Stripe For Outpatient Billing

In this article, I will explain why I think Stripe should start treating health insurance cards like any other 3.3”x2.1” pieces of plastic with 12 digits on them and take their slice of a $4.1 trillion industry.

The situation

Outpatient billing is expensive and unpleasant.

According to a study published in 2017, doctors spend 21.8% of gross receipts on it. That means over 20 cents out of every dollar that comes into an outpatient practice gets spent on insurance-related administrative overhead.

Physicians hate this, as evidenced by the rise of Direct Primary Care providers and other cash-only models that seek to avoid interfacing with insurance companies.

The details

This is covered better and in more detail elsewhere, but a little detail about how outpatient billing (billing for healthcare services outside a hospital, think clinics or a doctor’s office) currently works.

After you leave the doctor’s office, they submit a bill to your insurance company. This bill describes the services they provided (identified by CPT codes; for example 99213 means “follow up office visit, low complexity”) and how much they charge for those services. At this time, they don’t know if their bill will be approved or denied. Assuming it is approved, they don’t know how much of the bill the insurance company will pay.

If the claim is denied, there is sometimes the possibility of re-submitting that claim, with additional documentation, but there’s a time limit, and this is a manual, frequently fax-machine-based process.

If the claim is approved, they’ll receive an explanation of benefits (EOB). This is the insurance company’s explanation of what services will be paid for, and how much they intend to pay for each of those services. Different insurance companies pay different amounts for each service, and frequently, even different plans under the same insurer pay different amounts!

This system is too complex for a typical practice to keep track of all of the different reimbursement rates across insurance providers and plans.

What Stripe could do

Stripe could submit the bill on behalf of physicians.

What this exercise asks:
1 – Print the passage of the outpatient billing article between "In this article, I" and "office) currently works.", inclusive.
2 – Continue the article on Stripe and outpatient billing from where it stops.

Stored data entries
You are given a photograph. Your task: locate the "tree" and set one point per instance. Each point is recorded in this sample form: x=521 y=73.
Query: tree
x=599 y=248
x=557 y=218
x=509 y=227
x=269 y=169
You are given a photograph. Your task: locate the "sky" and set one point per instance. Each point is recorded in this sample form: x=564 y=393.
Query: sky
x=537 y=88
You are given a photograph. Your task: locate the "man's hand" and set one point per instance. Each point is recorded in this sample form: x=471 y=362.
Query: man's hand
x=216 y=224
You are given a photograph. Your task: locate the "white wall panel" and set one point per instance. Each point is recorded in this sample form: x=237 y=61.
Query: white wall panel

Task-by-task results:
1 –
In this article, I will explain why I think Stripe should start treating health insurance cards like any other 3.3”x2.1” pieces of plastic with 12 digits on them and take their slice of a $4.1 trillion industry.

The situation

Outpatient billing is expensive and unpleasant.

According to a study published in 2017, doctors spend 21.8% of gross receipts on it. That means over 20 cents out of every dollar that comes into an outpatient practice gets spent on insurance-related administrative overhead.

Physicians hate this, as evidenced by the rise of Direct Primary Care providers and other cash-only models that seek to avoid interfacing with insurance companies.

The details

This is covered better and in more detail elsewhere, but a little detail about how outpatient billing (billing for healthcare services outside a hospital, think clinics or a doctor’s office) currently works.

2 –
They could take a 10% cut for gathering all the required information, submitting the bill to the insurance provider, and making funds available immediately. Remember that currently, doctors spend 21.8% of their revenue on administrative billing-related expenses. By delegating this hassle to stripe, they would reduce their overhead, have more predictable cash flow, and have more time to spend actually providing healthcare.

By leveraging their existing expertise in fraud detection and other KYC (know your customer) and documentation related tooling, as well as the economies of scale from working with multiple physician practices and insurance companies, they could predict how much an insurance provider would be willing to pay for a given claim. Not only would the accuracy of this prediction improve over time, but they could use their knowledge of the insurers reimbursement practices to guide physicians towards submitting claims that are more likely to be reimbursed.

How they could do this

By starting small, with a subset of specialist practices, and limiting reimbursement to a single insurance provider, Stripe could build out the functionality required to monitor and dial in their claim approval heuristics.

They can track the documentation required for specific procedures, and make sure that the physician has that documentation before submitting a claim.

They can build the lookup table that maps what different plans pay for different services. It’s not worth it for individual practices to maintain this table, but it becomes incredibly useful at scale.

All of this should result in more claims being accepted, and more importantly, more predictable revenue from each of those claims.

Why Stripe

I touched on this before, but because of their existing fraud mitigation requirements, Stripe has significant expertise in facilitating a financial transaction, capturing a bundle of features about that transaction, approving or denying that transaction based on those features, and, most importantly, iterating on each of those previous steps in order to do them better.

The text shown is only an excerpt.